**TASK STATEMENT:** Return only the lines starting at the line that contains "cliff face above? Mark it with a dot." and ending with the final line of the listing; include both endpoints.

**GIVEN RECORDS:**
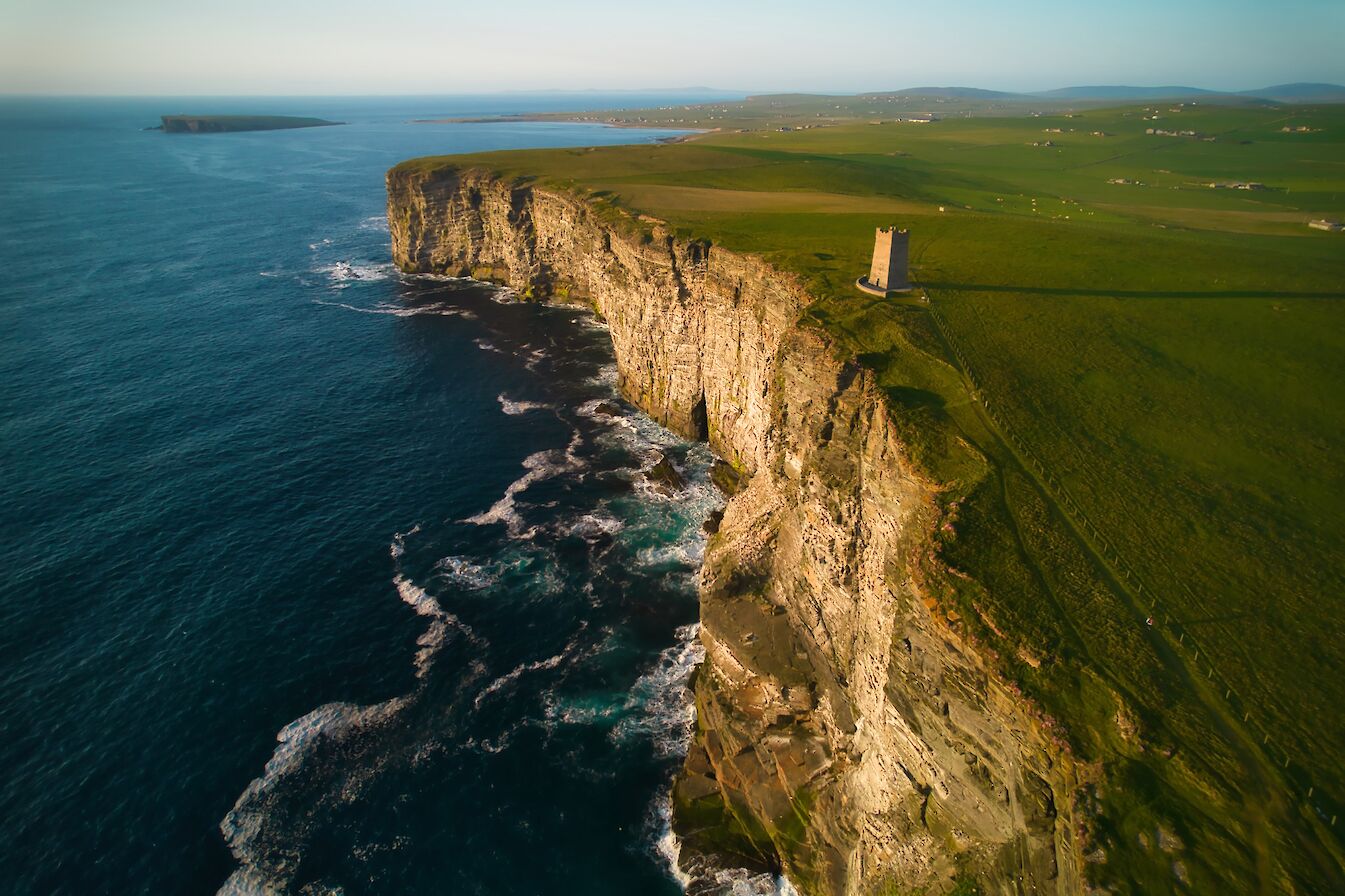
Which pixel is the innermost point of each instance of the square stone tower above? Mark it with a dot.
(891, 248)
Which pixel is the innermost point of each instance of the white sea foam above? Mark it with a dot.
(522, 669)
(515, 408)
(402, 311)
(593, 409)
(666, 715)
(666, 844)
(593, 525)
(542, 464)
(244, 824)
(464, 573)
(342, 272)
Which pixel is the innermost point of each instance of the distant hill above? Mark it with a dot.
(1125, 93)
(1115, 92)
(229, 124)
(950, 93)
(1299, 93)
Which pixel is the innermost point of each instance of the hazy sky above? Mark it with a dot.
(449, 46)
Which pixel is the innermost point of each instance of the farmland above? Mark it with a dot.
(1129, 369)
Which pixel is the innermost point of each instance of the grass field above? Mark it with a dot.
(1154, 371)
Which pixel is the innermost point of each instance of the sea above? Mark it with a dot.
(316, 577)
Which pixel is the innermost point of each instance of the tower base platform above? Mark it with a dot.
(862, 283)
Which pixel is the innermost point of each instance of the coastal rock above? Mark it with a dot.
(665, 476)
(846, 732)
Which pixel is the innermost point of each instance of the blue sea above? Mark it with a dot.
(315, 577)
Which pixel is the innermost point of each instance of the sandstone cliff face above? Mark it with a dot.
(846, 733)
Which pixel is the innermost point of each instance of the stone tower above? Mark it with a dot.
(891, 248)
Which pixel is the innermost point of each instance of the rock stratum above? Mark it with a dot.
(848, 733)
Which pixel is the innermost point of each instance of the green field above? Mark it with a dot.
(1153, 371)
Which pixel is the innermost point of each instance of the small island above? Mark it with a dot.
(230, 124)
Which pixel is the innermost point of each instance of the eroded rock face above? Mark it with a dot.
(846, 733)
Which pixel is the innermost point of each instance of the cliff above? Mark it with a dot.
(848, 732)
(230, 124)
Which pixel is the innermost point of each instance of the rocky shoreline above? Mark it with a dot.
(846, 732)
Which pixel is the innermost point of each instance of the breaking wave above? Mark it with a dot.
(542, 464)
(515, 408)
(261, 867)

**TASK ANSWER:**
Which pixel is the innermost point of each instance of the sandstone cliff face above? Mark it with a dot.
(846, 733)
Which pixel is the innermost point of each instance of the stone tower above? Mark it with a dot.
(891, 248)
Which pixel is the innermost point of each instance of the rock stratum above? Mark it with a dot.
(848, 733)
Which pixel is the innermost point of each instance of the green field above? Mark it with a dot.
(1153, 371)
Which pixel is the innermost point of each instance of the small island above? Mark it with a dot.
(230, 124)
Which pixel is the innermost point of each instance of the eroded rock face above? Mark it with a dot.
(846, 733)
Which pixel is the innermost point of each instance of the cliff above? Mark it with a dot.
(848, 732)
(230, 124)
Which pixel is the innermost point of each instance of the rocky shoreline above? Mark it with a dot.
(846, 732)
Which pixel is the innermost point of each instance of the breaking wave above? Mark it with a dot.
(542, 464)
(515, 408)
(261, 867)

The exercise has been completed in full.